* [EXTRAIT CHOISI]
Par la suite, considérant que la recension des écrits a montré que les conditions nécessaires pour favoriser la collaboration en équipe-cycle étaient peu présentes, sélectionner des équipes-écoles reconnues pour leur bon climat de collaboration (Théorêt & Leroux, 2014) pouvait s’avérer approprié. La collaboration IPP ne se limite pas à celle en équipe-cycle. Un bon climat de collaboration ne garantit pas non plus un travail efficient en équipe-cycle. Cependant, il semblait que ce type d’écoles nous montrerait plus facilement ce qui fait obstacle à l’engagement dans la collaboration en équipe-cycle. De plus, accéder à des équipes-écoles au primaire dans un contexte de surcharge de travail apparaissait un défi particulier, un exercice très délicat. Cela impose notamment de recourir à des procédures méthodologiques qui permettent de favoriser une participation exempte de toute forme de prescription explicite ou implicite. Lorsque la demande provient de chercheurs, il est également nécessaire de veiller à ce que les aspects de la réalité qui intéressent les répondants soient intégrés au protocole. Pour cela, il faut tout d’abord créer les conditions pour que les ETG puissent exprimer librement leur point de vue sur l’objet d’étude. Prendre le temps d’élaborer des stratégies d’échantillonnage s’avère congruent.

Les stratégies d’échantillonnage

Voici les cinq principales stratégies mises de l’avant pour obtenir des accords volontaires de participation et permettre une liberté de parole chez les principales personnes concernées et les personnes impliquées.

* [DONNÉES FOURNIES]
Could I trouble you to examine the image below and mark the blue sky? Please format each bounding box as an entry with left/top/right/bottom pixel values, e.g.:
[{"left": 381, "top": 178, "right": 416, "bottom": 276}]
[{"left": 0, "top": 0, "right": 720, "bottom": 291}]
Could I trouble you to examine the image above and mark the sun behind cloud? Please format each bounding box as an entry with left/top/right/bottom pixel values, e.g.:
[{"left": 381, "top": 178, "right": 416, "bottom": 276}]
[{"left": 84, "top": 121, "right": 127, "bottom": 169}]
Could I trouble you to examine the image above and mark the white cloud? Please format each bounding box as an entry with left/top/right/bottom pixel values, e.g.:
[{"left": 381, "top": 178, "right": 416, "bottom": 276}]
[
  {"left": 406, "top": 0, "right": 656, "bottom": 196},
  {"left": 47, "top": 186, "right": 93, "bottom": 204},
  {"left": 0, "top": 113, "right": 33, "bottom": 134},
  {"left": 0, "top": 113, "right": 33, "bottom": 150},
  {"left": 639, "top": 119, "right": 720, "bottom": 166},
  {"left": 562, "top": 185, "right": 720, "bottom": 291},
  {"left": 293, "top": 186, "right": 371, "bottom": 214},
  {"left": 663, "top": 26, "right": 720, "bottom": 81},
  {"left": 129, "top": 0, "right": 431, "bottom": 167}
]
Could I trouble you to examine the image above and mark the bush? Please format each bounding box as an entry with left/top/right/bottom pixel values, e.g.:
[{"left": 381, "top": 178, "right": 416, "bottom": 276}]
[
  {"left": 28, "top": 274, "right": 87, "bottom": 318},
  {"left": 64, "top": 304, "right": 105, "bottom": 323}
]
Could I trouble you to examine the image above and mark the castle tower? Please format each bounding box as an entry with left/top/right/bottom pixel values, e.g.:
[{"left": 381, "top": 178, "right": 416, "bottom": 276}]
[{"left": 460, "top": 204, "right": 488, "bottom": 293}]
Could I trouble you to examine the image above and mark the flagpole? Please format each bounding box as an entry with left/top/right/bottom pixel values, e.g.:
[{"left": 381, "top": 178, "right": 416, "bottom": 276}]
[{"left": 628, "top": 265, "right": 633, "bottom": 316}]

* [CONSIGNES]
Remplacez « cinq » par « six » dans le passage de l’extrait sur l’échantillonnage qui va de « Voici les cinq » à « les personnes impliquées. », puis recopiez ce passage. Les entrées n’ont aucun lien avec l’extrait.

* [RÉPONSE]
Voici les six principales stratégies mises de l’avant pour obtenir des accords volontaires de participation et permettre une liberté de parole chez les principales personnes concernées et les personnes impliquées.